Natural language region descriptions
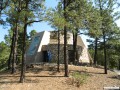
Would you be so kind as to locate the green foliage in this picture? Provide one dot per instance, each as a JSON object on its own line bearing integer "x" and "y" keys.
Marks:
{"x": 78, "y": 78}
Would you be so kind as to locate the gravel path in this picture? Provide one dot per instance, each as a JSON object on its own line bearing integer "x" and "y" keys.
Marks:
{"x": 46, "y": 78}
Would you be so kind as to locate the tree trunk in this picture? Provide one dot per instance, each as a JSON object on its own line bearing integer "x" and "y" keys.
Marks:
{"x": 65, "y": 42}
{"x": 95, "y": 54}
{"x": 23, "y": 66}
{"x": 58, "y": 62}
{"x": 74, "y": 47}
{"x": 14, "y": 52}
{"x": 105, "y": 60}
{"x": 11, "y": 52}
{"x": 119, "y": 64}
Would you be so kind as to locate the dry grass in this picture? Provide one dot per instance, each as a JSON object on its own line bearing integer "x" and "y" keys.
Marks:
{"x": 45, "y": 78}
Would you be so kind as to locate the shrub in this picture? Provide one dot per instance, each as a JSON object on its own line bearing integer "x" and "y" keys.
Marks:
{"x": 78, "y": 79}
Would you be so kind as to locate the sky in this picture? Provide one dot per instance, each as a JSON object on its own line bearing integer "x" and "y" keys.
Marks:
{"x": 42, "y": 26}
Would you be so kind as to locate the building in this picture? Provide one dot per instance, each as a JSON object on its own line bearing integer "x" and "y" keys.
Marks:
{"x": 46, "y": 41}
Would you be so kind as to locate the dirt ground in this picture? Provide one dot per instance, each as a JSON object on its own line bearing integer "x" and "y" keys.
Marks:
{"x": 45, "y": 77}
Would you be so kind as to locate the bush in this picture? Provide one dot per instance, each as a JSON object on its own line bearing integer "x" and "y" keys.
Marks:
{"x": 78, "y": 79}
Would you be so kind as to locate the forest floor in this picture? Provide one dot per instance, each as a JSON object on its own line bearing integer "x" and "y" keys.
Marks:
{"x": 45, "y": 77}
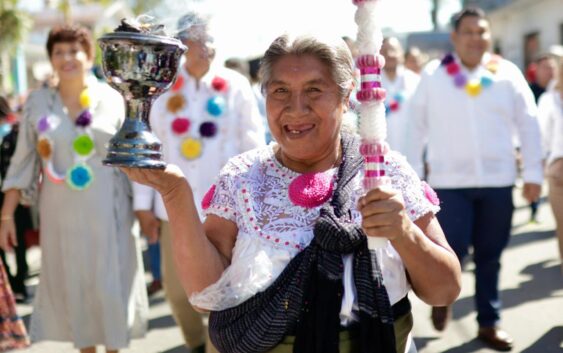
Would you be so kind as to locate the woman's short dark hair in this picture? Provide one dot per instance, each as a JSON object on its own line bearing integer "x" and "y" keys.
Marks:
{"x": 70, "y": 34}
{"x": 334, "y": 53}
{"x": 467, "y": 12}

## Instructions for the task
Emit an exact copy of the lines from the line bearing "Would you be so kind as to locate the bush" through the last line above, inclusive, and leave the images out.

## Finished task
Would you be so kind as to locate the bush in this picture? Provide one dot per instance, each as a JSON object on its own line bearing integer "x" and "y" keys.
Marks:
{"x": 78, "y": 79}
Would you be so kind as to locate the forest floor in this picture? Provide one dot per instance, each as a JSON object on its own line bearing integer "x" and "y" keys.
Marks:
{"x": 45, "y": 77}
Would you be so kind as to locate the woman's short dark hair in this picture? Provide one dot per instance, each as a JSON object on its own line bearing integer "x" and "y" keys.
Marks:
{"x": 70, "y": 34}
{"x": 334, "y": 53}
{"x": 467, "y": 12}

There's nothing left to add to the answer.